**EXERCISE INSTRUCTIONS**
Rewrite the records below, putting "point" wherever "location" appears and leaving everything else unchanged.

****

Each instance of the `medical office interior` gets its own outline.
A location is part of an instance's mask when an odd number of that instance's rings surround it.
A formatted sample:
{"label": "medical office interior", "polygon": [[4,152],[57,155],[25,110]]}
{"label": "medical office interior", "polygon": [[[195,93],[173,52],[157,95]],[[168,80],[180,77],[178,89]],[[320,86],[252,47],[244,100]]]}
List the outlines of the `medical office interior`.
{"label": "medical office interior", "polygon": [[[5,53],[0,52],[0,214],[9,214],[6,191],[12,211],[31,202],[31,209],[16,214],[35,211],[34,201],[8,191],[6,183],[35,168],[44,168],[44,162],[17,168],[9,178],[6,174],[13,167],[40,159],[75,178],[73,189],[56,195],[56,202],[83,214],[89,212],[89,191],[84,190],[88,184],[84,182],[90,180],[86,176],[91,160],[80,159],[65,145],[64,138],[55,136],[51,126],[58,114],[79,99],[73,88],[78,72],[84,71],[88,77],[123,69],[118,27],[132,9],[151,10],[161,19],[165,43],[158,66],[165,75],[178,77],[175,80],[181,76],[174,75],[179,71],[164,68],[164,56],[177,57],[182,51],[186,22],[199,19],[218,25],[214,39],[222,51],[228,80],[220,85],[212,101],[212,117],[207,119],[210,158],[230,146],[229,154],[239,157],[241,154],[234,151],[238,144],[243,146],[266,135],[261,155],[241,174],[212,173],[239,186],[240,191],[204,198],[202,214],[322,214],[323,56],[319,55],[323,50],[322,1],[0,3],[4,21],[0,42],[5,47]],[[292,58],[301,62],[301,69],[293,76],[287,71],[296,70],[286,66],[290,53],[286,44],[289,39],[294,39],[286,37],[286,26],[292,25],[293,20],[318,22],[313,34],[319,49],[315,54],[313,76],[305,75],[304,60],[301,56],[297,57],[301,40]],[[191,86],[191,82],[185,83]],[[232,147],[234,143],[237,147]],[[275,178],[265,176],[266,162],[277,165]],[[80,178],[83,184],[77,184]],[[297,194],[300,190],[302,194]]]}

****

**PROBLEM SOLUTION**
Each instance of the `medical office interior` gets its own outline.
A point is part of an instance's mask when an odd number of that instance's rings surround it.
A formatted sample:
{"label": "medical office interior", "polygon": [[4,152],[57,155],[25,110]]}
{"label": "medical office interior", "polygon": [[[195,93],[173,52],[157,95]],[[168,80],[180,77],[178,89]],[[320,86],[252,47],[244,100]]]}
List the outlines of the `medical office interior`.
{"label": "medical office interior", "polygon": [[[5,53],[0,52],[0,214],[9,214],[6,191],[12,211],[31,202],[31,209],[16,214],[35,211],[34,201],[8,191],[6,183],[35,168],[44,168],[44,162],[17,168],[9,178],[6,174],[13,167],[40,159],[75,178],[73,189],[56,195],[56,202],[83,214],[89,212],[89,191],[84,190],[88,184],[84,182],[90,180],[86,176],[91,160],[80,159],[65,145],[64,138],[55,136],[51,126],[58,114],[79,99],[73,88],[78,72],[84,71],[88,77],[123,69],[118,27],[132,9],[151,10],[161,19],[165,43],[158,66],[165,75],[178,77],[175,80],[181,76],[174,75],[179,71],[164,68],[164,56],[177,57],[182,51],[186,22],[199,19],[218,25],[214,39],[222,51],[228,80],[220,85],[212,101],[212,117],[207,119],[210,158],[230,146],[229,154],[239,157],[241,154],[234,151],[238,144],[243,146],[266,135],[261,155],[241,174],[212,173],[239,186],[240,191],[204,198],[202,214],[322,214],[323,56],[319,55],[323,50],[322,1],[0,3],[4,21],[0,42],[5,47]],[[292,58],[301,62],[301,69],[293,76],[287,71],[296,70],[286,66],[290,53],[286,44],[289,39],[294,39],[286,37],[286,26],[292,25],[293,20],[318,22],[313,34],[319,49],[315,54],[313,76],[305,75],[304,60],[301,56],[297,57],[301,40]],[[191,86],[191,82],[185,83]],[[232,147],[234,143],[237,147]],[[275,178],[265,176],[266,162],[277,165]],[[80,178],[83,184],[77,184]],[[297,194],[300,190],[302,194]]]}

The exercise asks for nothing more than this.